──────── Data section ────────
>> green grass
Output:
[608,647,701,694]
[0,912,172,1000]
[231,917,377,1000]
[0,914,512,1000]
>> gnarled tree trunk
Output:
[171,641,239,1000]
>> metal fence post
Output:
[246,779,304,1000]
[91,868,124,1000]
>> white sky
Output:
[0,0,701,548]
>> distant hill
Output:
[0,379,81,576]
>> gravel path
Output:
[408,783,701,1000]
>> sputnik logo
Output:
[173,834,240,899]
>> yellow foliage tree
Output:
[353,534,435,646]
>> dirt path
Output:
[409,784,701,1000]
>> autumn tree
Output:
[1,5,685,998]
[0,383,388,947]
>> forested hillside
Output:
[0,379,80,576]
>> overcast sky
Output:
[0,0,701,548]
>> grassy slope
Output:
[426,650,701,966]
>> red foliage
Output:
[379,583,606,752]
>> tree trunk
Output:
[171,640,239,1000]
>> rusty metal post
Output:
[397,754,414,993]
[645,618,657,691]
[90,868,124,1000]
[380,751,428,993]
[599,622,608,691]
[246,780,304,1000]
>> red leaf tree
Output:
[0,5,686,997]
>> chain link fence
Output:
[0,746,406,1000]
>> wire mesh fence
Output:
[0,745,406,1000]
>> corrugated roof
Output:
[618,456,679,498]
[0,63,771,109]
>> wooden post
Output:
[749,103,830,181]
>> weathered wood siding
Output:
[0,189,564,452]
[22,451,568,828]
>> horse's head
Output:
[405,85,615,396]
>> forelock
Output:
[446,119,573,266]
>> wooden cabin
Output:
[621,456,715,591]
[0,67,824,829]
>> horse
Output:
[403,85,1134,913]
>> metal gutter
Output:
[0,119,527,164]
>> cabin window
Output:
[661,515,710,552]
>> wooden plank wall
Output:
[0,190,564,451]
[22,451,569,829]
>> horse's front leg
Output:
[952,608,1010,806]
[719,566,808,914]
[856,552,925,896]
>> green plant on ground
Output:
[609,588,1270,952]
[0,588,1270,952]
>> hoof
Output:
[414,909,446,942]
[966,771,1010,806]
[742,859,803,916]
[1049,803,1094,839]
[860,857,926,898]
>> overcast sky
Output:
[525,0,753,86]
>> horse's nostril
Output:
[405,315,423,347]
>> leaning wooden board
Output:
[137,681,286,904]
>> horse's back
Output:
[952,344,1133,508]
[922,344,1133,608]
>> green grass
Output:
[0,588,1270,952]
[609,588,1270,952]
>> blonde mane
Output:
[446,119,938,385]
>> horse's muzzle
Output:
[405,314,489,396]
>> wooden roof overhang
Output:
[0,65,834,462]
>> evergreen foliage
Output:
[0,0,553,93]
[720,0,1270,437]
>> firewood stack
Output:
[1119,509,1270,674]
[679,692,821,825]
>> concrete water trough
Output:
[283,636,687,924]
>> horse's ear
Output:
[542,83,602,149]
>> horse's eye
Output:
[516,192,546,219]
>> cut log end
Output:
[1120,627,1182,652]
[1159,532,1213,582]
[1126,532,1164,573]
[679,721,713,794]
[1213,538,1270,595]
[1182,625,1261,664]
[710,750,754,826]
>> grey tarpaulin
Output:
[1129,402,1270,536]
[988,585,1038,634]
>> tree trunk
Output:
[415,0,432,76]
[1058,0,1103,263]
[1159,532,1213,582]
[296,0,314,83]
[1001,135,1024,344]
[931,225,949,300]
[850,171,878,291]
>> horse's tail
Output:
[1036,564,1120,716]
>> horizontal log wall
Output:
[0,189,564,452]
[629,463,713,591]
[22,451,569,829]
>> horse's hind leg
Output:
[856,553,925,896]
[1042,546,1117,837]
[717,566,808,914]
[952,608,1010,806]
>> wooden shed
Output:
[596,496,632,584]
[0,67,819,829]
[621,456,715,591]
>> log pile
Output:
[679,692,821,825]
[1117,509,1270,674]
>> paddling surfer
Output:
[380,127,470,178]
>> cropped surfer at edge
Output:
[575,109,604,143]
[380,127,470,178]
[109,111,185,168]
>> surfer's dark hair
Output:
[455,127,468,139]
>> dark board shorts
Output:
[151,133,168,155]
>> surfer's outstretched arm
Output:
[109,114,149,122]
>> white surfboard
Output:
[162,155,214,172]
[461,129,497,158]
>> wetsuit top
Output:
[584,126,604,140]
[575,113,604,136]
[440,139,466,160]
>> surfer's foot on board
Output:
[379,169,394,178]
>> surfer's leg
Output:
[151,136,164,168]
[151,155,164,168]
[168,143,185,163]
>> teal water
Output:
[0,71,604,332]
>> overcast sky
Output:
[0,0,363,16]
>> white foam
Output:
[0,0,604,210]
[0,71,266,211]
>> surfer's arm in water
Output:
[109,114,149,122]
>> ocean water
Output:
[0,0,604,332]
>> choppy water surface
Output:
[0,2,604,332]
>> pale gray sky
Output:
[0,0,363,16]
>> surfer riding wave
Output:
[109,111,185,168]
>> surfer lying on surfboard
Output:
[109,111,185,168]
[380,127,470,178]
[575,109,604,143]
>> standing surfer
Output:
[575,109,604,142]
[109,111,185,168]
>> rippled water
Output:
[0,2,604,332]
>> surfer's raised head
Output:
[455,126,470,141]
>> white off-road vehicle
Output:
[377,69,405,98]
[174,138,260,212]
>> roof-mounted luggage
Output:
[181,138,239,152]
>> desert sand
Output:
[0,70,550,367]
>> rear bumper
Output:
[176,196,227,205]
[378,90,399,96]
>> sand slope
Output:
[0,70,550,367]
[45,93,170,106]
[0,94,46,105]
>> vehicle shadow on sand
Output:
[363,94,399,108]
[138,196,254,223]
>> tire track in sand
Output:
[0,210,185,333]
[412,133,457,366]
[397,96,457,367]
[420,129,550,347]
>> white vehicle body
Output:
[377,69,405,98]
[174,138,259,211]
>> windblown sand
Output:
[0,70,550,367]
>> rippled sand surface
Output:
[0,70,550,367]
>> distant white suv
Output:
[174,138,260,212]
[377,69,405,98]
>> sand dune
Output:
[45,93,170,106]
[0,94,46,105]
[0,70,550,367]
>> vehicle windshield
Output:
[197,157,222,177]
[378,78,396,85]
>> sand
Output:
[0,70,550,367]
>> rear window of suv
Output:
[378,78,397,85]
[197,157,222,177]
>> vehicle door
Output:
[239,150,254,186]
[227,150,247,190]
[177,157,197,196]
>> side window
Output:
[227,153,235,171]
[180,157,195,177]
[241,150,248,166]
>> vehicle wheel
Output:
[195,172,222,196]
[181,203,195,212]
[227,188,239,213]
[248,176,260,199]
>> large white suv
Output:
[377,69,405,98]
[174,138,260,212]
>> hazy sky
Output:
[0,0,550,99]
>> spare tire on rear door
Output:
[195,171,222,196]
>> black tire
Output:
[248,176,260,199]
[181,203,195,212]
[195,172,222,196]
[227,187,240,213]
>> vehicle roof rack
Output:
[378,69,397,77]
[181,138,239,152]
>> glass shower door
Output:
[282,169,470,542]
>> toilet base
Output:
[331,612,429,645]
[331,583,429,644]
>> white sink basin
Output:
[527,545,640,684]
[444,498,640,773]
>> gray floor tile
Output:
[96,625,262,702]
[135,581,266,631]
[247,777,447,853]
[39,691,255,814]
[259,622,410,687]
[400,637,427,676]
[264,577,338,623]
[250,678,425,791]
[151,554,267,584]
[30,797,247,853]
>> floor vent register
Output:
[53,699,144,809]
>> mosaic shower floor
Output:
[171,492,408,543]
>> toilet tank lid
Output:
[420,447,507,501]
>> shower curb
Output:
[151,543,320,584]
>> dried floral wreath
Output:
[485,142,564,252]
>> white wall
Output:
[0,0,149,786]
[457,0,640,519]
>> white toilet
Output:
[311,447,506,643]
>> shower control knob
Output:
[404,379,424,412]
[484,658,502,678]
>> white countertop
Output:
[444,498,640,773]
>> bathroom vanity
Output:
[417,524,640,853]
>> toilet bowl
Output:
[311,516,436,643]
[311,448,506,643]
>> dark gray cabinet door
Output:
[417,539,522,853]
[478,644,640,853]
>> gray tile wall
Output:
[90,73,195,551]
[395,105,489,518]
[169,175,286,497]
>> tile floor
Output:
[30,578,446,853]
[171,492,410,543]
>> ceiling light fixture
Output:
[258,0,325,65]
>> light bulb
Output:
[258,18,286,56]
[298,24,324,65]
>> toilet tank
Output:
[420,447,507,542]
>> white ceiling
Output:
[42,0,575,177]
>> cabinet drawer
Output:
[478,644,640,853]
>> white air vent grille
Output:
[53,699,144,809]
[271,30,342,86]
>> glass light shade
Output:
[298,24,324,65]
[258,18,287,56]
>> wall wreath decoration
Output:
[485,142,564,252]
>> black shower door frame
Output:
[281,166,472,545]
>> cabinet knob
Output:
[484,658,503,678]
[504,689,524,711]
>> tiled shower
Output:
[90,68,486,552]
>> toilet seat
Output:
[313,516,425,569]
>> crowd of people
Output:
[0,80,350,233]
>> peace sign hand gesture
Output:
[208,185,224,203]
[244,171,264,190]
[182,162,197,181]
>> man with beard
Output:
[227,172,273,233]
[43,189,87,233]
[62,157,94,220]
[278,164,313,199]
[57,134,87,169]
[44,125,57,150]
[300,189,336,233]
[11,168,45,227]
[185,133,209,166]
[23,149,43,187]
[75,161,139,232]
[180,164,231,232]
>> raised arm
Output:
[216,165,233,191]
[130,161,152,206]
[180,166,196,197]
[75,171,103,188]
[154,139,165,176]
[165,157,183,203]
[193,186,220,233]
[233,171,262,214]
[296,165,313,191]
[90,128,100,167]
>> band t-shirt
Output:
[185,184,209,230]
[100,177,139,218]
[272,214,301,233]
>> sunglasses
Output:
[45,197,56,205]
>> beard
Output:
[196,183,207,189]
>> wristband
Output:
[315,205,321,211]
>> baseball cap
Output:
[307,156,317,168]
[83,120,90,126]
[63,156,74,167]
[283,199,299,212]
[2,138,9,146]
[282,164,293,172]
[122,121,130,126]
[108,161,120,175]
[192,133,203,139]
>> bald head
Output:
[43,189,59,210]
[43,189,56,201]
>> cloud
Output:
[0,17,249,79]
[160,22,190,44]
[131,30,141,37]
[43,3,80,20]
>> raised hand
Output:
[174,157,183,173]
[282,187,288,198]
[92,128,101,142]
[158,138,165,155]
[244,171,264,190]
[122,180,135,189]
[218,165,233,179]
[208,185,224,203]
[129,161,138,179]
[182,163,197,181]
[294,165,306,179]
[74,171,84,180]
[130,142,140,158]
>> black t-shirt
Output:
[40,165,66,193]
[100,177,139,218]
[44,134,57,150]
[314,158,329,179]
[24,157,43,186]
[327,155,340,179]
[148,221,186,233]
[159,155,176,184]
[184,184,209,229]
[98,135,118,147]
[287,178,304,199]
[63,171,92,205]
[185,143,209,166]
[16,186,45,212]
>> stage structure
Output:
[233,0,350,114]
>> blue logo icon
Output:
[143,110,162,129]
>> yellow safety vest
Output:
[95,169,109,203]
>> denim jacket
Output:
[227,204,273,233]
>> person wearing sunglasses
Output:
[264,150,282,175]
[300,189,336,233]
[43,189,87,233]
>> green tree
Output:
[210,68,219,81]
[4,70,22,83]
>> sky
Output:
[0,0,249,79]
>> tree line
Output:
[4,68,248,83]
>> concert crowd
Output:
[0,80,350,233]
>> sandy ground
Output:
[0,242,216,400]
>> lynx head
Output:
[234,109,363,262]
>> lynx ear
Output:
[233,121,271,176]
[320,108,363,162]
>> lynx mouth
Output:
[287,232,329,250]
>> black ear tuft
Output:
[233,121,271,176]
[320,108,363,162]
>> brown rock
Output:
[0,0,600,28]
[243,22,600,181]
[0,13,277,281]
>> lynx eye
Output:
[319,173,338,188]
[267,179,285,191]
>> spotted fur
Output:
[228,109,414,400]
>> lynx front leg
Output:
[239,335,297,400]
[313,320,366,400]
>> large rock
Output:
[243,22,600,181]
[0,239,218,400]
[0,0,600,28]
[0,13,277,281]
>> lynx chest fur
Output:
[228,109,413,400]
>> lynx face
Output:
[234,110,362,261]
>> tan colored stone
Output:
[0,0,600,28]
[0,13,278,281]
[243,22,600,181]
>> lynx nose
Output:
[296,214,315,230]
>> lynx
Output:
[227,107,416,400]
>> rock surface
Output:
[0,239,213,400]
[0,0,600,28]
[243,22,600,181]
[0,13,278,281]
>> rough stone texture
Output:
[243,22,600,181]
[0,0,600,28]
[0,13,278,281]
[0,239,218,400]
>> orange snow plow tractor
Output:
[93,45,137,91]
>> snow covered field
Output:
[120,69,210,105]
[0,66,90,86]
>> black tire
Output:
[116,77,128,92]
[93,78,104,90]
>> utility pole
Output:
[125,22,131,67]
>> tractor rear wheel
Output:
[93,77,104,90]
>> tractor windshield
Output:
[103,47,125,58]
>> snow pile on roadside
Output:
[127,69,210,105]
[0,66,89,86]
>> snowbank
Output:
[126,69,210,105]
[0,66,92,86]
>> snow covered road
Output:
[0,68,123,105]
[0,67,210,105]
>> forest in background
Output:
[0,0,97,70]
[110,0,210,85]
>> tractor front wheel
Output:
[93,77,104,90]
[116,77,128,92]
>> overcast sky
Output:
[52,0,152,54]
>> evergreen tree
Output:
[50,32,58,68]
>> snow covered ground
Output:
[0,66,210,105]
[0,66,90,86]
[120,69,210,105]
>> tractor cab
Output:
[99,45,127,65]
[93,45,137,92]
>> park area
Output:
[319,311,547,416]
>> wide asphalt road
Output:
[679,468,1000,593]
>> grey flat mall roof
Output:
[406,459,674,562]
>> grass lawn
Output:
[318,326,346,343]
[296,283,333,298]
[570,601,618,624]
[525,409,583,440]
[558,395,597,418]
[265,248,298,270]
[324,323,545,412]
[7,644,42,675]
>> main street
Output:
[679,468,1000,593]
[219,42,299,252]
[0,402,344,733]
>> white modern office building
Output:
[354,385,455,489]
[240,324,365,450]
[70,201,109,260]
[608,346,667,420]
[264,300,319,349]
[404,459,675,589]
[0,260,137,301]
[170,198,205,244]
────────
Short exercise: Starting at the first of the lines above and ending at the one containing "[173,834,240,899]", swap "gravel" for "stone". Write out only those lines, with everything else unchanged.

Exercise result:
>> green grass
Output:
[608,647,701,694]
[0,912,172,1000]
[231,917,377,1000]
[0,914,512,1000]
>> gnarled tree trunk
Output:
[171,641,239,1000]
>> metal fence post
Output:
[246,779,304,1000]
[91,868,124,1000]
>> white sky
Output:
[0,0,701,548]
>> distant hill
Output:
[0,379,81,576]
>> stone path
Output:
[408,783,701,1000]
>> sputnik logo
Output:
[173,834,240,899]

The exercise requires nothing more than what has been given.